Jak wyglądają wszystkie poniższe rekordy zapisane jako lista JSON z ciągami znaków, w której każdy wiersz jest osobnym elementem, a puste wiersze pominięto?

# PODANE REKORDY
__________
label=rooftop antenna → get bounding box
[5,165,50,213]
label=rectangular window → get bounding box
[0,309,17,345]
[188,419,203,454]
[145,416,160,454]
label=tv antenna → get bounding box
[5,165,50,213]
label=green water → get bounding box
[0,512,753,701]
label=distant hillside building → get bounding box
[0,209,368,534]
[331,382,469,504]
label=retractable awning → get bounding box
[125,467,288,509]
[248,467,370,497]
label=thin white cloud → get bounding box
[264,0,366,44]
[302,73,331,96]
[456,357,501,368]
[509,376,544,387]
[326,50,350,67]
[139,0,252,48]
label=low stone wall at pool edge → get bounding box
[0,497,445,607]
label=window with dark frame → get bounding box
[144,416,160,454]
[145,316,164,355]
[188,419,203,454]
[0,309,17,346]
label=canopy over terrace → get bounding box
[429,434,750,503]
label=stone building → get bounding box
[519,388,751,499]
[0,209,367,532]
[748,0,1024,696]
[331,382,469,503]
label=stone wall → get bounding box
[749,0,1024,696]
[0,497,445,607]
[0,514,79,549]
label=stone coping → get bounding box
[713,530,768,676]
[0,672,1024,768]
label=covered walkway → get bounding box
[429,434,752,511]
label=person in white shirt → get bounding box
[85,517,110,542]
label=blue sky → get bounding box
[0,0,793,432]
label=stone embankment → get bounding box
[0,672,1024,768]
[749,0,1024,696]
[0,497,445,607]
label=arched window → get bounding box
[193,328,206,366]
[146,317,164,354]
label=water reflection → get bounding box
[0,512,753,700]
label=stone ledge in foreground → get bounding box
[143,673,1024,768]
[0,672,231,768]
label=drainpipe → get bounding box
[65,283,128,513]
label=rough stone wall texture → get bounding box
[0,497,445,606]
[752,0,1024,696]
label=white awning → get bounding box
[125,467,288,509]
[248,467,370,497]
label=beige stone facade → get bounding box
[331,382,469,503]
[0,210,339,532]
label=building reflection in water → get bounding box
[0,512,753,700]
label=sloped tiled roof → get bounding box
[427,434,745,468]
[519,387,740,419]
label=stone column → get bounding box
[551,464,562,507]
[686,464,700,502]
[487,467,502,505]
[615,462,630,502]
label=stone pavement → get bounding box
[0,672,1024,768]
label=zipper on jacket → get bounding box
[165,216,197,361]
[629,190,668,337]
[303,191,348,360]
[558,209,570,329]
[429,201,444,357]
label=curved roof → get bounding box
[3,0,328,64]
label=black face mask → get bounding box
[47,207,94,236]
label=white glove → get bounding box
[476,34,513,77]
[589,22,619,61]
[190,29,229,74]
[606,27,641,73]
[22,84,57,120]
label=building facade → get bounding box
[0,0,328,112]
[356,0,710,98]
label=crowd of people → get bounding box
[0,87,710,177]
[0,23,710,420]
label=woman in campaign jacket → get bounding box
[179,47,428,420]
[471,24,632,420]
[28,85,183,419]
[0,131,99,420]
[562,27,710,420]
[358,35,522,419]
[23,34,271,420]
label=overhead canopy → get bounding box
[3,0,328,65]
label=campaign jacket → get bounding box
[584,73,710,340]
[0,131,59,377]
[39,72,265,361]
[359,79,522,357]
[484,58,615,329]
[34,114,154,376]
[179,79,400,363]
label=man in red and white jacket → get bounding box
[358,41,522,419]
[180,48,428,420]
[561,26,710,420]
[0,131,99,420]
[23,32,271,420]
__________
# ROZWIĄZANIE
[
  "label=rooftop antenna → get bounding box",
  "[5,165,50,213]",
  "label=rectangular window → get bounding box",
  "[0,309,17,345]",
  "[188,419,203,454]",
  "[145,416,160,454]",
  "label=tv antenna → get bounding box",
  "[5,165,50,213]",
  "label=green water → get bounding box",
  "[0,512,753,701]",
  "label=distant hillside building → get bounding box",
  "[0,209,368,534]",
  "[331,382,469,504]",
  "label=retractable awning → get bounding box",
  "[125,467,288,509]",
  "[248,467,370,497]",
  "label=thin white cloud → get bounding box",
  "[264,0,366,44]",
  "[302,73,331,96]",
  "[456,357,501,368]",
  "[509,376,544,387]",
  "[326,50,350,67]",
  "[139,0,252,48]",
  "label=low stone wall at pool edge → get bounding box",
  "[0,497,445,607]",
  "label=window with dark frame → get bounding box",
  "[144,416,160,454]",
  "[145,316,164,355]",
  "[188,419,203,454]",
  "[0,309,17,346]",
  "label=canopy over terrace → get bounding box",
  "[429,434,750,503]",
  "label=stone building → get bounding box",
  "[519,388,751,499]",
  "[0,209,367,532]",
  "[748,0,1024,696]",
  "[331,382,469,503]",
  "label=stone wall → get bounding box",
  "[749,0,1024,696]",
  "[0,497,445,607]",
  "[0,514,79,549]",
  "label=stone coping → get bounding box",
  "[713,530,768,676]",
  "[0,672,1024,768]",
  "label=covered walkway → get bounding box",
  "[429,434,752,511]",
  "label=person in white shirt → get bounding box",
  "[85,517,110,542]",
  "label=blue sky → get bounding box",
  "[0,0,793,432]",
  "label=stone embankment → get bounding box",
  "[0,672,1024,768]",
  "[749,0,1024,696]",
  "[0,497,445,607]",
  "label=arched window → get bounding box",
  "[193,328,206,366]",
  "[146,317,164,354]",
  "label=water reflection → get bounding box",
  "[0,512,753,700]",
  "label=stone ledge in foreground → get bounding box",
  "[143,673,1024,768]",
  "[0,672,231,768]",
  "label=drainpipe → get bounding box",
  "[65,283,128,513]",
  "label=rough stone wall texture → get bounding box",
  "[0,497,445,606]",
  "[752,0,1024,696]",
  "label=white awning → get bounding box",
  "[125,467,288,509]",
  "[248,467,370,497]",
  "label=beige stone facade → get bounding box",
  "[331,382,469,503]",
  "[0,210,339,532]",
  "label=building reflection in water → get bounding box",
  "[0,512,753,700]",
  "label=sloped tiled roof → get bounding box",
  "[427,434,745,468]",
  "[519,387,740,419]",
  "label=stone column → get bounding box",
  "[551,464,562,507]",
  "[686,464,700,502]",
  "[487,467,502,505]",
  "[615,462,630,502]",
  "label=stone pavement → get bounding box",
  "[0,672,1024,768]",
  "label=zipper on jacket → get bounding box",
  "[165,216,197,361]",
  "[629,190,668,337]",
  "[303,191,348,360]",
  "[558,209,570,329]",
  "[429,201,444,357]",
  "label=curved roof → get bounding box",
  "[3,0,328,64]",
  "label=black face mask → get bounding box",
  "[47,207,94,236]",
  "label=white glove → get bounding box",
  "[476,34,513,77]",
  "[589,22,619,61]",
  "[190,29,229,74]",
  "[606,27,641,73]",
  "[22,84,57,120]",
  "label=building facade → get bounding box",
  "[0,0,328,112]",
  "[356,0,710,98]",
  "label=crowd of people → get bounding box",
  "[0,87,710,177]",
  "[0,23,710,420]",
  "label=woman in campaign jacket → get bounding box",
  "[179,47,428,420]",
  "[471,24,632,420]",
  "[28,85,183,419]",
  "[0,131,99,420]",
  "[562,27,710,420]",
  "[358,35,522,419]",
  "[23,34,271,420]",
  "label=overhead canopy → get bounding box",
  "[3,0,328,65]",
  "label=campaign jacket → get bounding box",
  "[584,73,710,340]",
  "[0,131,59,377]",
  "[39,72,265,361]",
  "[359,79,522,357]",
  "[484,58,615,329]",
  "[34,114,154,376]",
  "[179,79,400,363]",
  "label=man in red and white jacket → get bounding box",
  "[358,41,522,419]",
  "[180,48,428,420]",
  "[561,26,710,420]",
  "[0,131,99,420]",
  "[23,32,271,420]"
]